* START Excerpt to read *
I have 2 more plants that were planted the same day/same planter that aren't flowering yet.They appear more indica though.I have a new 30x scope coming so I can keep an eye on the trichs.At this rate I'll be looking at the end of August or so before I chop this one.My others probaly will go into Oct/Nov weather permitting.We are pretty close in location too with you in Miss and myself somewhere in the Fla panhandle.Just have to wait them out.


----------



## daddyo (Jul 16, 2009)

all my girls are flowering also...
should maybe i start feeding them bloom?
i live right between boston and new york, i still have 14 + a day.
wadda you think?


----------



## voxito (Jul 16, 2009)

oldsman said:
			
		

> I have 2 more plants that were planted the same day/same planter that aren't flowering yet.They appear more indica though.I have a new 30x scope coming so I can keep an eye on the trichs.At this rate I'll be looking at the end of August or so before I chop this one.My others probaly will go into Oct/Nov weather permitting.We are pretty close in location too with you in Miss and myself somewhere in the Fla panhandle.Just have to wait them out.


 
I hope you're gettin rain like we are man.  Its been dry as a bone for a month and just started raining last week and now it wont let up.  Its like a hurricane out there now.  Man the plants have to be lovin it.  

I was thinking you were in florida with the southeast and 31 parallel.  I bet we have almost the same growin conditions.  You think it will go into november?  I've never grown before so I dont know.  But you've got one in flowering and thats nice so you can have a mature harvest early without picking some young nugs.  I know i'll be having a few samples as soon as i see any sight of cloudy trichs...:hubba:   Speaking of that, when do you expect to start seeing them?
* END Excerpt to read *
* START Dataset records *
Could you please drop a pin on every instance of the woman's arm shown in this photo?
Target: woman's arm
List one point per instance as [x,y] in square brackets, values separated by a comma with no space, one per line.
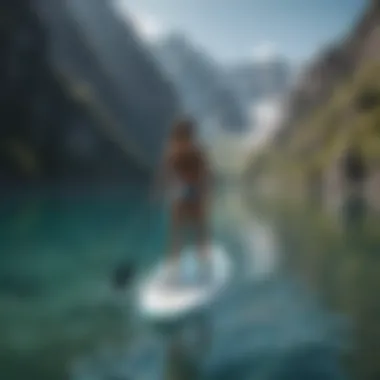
[161,177]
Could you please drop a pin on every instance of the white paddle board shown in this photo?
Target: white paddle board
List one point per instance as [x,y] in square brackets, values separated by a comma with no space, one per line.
[175,288]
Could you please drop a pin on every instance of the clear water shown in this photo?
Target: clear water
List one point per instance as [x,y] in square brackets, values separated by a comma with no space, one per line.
[60,318]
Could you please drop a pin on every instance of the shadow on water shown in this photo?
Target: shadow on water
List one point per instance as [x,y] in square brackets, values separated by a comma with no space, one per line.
[61,313]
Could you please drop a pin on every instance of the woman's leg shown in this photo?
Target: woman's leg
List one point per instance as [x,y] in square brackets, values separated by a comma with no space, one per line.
[202,229]
[176,230]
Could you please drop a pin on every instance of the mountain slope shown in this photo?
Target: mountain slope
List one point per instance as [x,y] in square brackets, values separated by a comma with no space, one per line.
[333,109]
[200,83]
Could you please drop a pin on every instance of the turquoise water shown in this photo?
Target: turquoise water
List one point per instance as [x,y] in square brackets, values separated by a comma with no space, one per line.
[60,317]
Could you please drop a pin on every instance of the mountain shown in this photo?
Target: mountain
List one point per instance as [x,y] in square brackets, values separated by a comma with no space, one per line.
[333,109]
[71,106]
[257,80]
[200,83]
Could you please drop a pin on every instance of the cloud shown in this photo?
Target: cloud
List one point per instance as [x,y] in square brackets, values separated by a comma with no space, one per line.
[264,51]
[146,25]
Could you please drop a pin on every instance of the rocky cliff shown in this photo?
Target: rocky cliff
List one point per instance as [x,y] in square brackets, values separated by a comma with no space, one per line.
[200,83]
[334,108]
[257,80]
[63,114]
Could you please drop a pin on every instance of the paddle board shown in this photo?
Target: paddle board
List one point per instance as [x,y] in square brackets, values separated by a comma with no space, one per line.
[174,288]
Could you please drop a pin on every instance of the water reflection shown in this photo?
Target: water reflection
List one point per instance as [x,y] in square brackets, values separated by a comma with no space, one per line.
[61,311]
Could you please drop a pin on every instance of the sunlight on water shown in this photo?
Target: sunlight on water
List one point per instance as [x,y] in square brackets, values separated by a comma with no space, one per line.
[60,312]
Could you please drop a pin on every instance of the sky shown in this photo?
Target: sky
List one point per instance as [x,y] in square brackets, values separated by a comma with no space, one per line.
[234,30]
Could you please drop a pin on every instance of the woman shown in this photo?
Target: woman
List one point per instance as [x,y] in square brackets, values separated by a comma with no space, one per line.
[185,173]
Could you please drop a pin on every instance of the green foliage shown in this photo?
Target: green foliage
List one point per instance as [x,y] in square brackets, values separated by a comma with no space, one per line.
[352,115]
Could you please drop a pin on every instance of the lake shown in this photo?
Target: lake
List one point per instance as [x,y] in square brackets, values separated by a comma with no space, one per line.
[302,304]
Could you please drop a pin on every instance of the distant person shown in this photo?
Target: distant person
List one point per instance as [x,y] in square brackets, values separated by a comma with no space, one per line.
[185,175]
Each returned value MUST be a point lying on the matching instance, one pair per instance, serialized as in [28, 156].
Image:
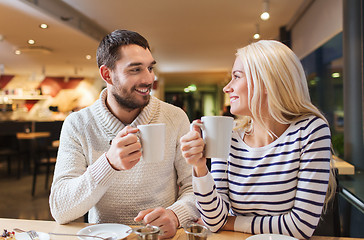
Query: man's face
[133, 77]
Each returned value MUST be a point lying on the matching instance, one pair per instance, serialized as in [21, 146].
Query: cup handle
[200, 125]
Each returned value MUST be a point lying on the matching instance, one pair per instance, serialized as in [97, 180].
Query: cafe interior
[48, 70]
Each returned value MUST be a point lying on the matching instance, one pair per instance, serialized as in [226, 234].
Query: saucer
[105, 230]
[271, 237]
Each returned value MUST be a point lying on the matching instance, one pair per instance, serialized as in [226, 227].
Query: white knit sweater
[85, 181]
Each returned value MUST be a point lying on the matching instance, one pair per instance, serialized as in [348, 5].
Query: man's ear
[105, 73]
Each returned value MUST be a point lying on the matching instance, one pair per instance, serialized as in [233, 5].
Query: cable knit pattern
[85, 181]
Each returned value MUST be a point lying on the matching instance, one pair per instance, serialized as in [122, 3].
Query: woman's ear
[105, 74]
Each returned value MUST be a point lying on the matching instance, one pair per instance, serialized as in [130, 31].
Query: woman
[277, 174]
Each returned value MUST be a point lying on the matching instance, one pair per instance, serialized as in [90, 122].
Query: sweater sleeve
[77, 186]
[184, 207]
[212, 195]
[301, 221]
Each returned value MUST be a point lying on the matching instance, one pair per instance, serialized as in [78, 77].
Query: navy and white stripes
[279, 188]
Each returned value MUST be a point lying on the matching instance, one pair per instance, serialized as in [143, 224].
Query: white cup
[152, 138]
[216, 132]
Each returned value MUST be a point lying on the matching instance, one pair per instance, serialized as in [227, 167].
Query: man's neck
[125, 115]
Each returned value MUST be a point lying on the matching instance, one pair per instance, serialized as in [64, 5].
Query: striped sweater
[279, 188]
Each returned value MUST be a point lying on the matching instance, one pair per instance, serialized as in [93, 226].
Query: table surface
[74, 227]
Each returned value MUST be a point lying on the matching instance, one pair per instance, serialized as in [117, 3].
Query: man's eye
[135, 70]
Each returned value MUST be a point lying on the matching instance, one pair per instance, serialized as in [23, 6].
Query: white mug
[152, 138]
[216, 132]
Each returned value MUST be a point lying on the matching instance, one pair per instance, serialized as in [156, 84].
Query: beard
[126, 100]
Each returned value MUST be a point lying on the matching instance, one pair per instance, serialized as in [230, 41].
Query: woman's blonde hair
[272, 69]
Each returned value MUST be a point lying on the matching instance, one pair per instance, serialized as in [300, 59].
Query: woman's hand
[192, 146]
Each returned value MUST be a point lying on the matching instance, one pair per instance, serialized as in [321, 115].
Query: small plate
[270, 237]
[105, 230]
[25, 236]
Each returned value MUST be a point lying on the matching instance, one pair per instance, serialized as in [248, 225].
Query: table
[74, 227]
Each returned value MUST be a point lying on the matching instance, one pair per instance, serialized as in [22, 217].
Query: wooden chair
[9, 152]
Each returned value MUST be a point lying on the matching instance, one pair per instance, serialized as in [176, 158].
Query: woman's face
[237, 88]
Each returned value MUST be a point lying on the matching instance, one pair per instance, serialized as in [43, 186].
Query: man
[99, 166]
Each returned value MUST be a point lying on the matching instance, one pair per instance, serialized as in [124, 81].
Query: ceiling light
[265, 14]
[43, 26]
[256, 34]
[190, 88]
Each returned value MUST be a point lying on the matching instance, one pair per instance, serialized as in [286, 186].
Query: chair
[40, 153]
[9, 152]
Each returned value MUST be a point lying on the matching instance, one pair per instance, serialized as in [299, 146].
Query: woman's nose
[227, 88]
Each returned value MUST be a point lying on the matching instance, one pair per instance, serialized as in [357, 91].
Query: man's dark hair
[108, 50]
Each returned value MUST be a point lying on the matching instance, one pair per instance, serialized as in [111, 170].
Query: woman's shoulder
[309, 120]
[309, 124]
* END Dataset records *
**Exercises**
a - In the growing thread, where does daddyo say he lives?
b - Rewrite the stretch of the growing thread from "should maybe i" through "voxito (Jul 16, 2009)", changing "bloom" to "fertilizer".
c - Recast the paragraph of the growing thread that begins "I was thinking you were in florida" as a short list that keeps its main facts.
None of the lines is needed for what is asked here.

**The replies**
a - Right between Boston and New York.

b -
should maybe i start feeding them fertilizer?
i live right between boston and new york, i still have 14 + a day.
wadda you think?


----------



## voxito (Jul 16, 2009)

c -
- The writer had guessed the other grower was in Florida, given the southeast and the 31st parallel, and expects their growing conditions to be almost the same.
- The writer has never grown before and asks whether the plants will go into November.
- Having one plant already flowering allows an early mature harvest without picking young buds.
- The writer plans to sample as soon as any cloudy trichomes appear and asks when the other grower expects to see them.